[Excerpts from a pointing dataset]
+++
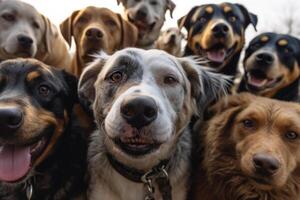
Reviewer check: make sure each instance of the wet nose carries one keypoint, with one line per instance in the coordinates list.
(10, 119)
(139, 111)
(220, 30)
(264, 58)
(94, 33)
(265, 164)
(25, 41)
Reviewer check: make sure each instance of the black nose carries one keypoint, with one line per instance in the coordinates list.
(264, 58)
(94, 33)
(10, 119)
(220, 30)
(141, 13)
(139, 111)
(25, 41)
(265, 164)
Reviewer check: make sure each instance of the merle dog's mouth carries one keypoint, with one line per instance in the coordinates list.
(16, 161)
(137, 145)
(258, 80)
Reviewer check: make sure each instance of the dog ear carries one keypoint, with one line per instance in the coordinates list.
(86, 89)
(250, 17)
(206, 86)
(185, 21)
(129, 33)
(171, 6)
(66, 28)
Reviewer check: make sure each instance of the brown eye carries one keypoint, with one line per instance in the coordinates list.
(8, 17)
(291, 135)
(248, 123)
(44, 90)
(170, 80)
(116, 77)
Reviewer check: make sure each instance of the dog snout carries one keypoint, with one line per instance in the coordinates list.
(220, 30)
(264, 58)
(94, 33)
(10, 119)
(265, 164)
(139, 111)
(25, 41)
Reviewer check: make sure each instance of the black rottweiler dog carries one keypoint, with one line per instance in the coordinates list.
(217, 33)
(272, 67)
(42, 151)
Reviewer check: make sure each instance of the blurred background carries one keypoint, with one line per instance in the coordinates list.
(282, 16)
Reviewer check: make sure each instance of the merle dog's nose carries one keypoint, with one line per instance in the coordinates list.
(10, 119)
(94, 33)
(139, 111)
(264, 58)
(265, 164)
(25, 41)
(220, 30)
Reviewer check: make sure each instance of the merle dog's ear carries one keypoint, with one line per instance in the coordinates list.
(249, 17)
(86, 89)
(206, 86)
(185, 21)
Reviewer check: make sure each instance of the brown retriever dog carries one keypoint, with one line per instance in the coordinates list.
(95, 29)
(251, 151)
(27, 33)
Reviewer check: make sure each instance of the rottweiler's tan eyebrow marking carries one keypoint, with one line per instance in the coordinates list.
+++
■ INSTRUCTION: Rewrite all of the material above, changing every "keypoint" to "marker" and keeping everything else the same. Leave the pictures out of your answer.

■ ANSWER FOR THE TASK:
Reviewer check: make sure each instance of the wet nose carries one marker, with one line per instance in the coordinates list.
(10, 119)
(139, 111)
(220, 30)
(264, 58)
(94, 33)
(265, 164)
(25, 41)
Reviewer check: make sure each instance of the black nose carries one marker, with one line per instance in the coordinates list.
(264, 58)
(94, 33)
(10, 119)
(220, 30)
(141, 13)
(139, 111)
(25, 41)
(265, 164)
Reviewer check: make sure each instance of the merle dog's mouth carries one marker, with one line per instance in the coordinates list.
(16, 161)
(137, 145)
(258, 80)
Reviewer check: make sure each instance of the dog ear carries one marker, with one line per instance in the coordinates list.
(86, 89)
(250, 17)
(206, 86)
(185, 21)
(129, 33)
(171, 6)
(66, 28)
Reviewer check: make sure each instance of the brown eye carries one marker, with one line per instance in the coordinates list.
(8, 17)
(291, 135)
(248, 123)
(44, 90)
(170, 80)
(116, 77)
Reviewer check: make sure each instance of the dog snout carries one marker, with one line per instance in the coordinates list.
(220, 30)
(264, 58)
(94, 33)
(10, 119)
(265, 164)
(139, 111)
(25, 41)
Reviewer check: make sure each instance of the black rottweiler dog carries one marker, with one line per instance in the coordinates list.
(217, 33)
(272, 67)
(42, 151)
Reviewer check: make sure each instance of the blurred background carries one marker, with one line per instance in the coordinates list.
(282, 16)
Reviewer check: make sure each instance of the merle dog's nose carries one marker, with one line per instance in the coordinates list.
(10, 119)
(94, 33)
(139, 111)
(264, 58)
(265, 164)
(25, 41)
(220, 30)
Reviewer check: make sure each instance of the merle dog's ear carries one marker, with one line per instance in the coordinates list.
(249, 17)
(86, 89)
(206, 86)
(185, 21)
Reviewer check: make sure each instance of the brown retriever dog carries one marker, with one line per instance in the coordinates list.
(95, 29)
(251, 151)
(27, 33)
Reviewer check: make sure each instance of the rottweiler's tan eyebrow marking carries one marker, with one line per instance in the coordinates list.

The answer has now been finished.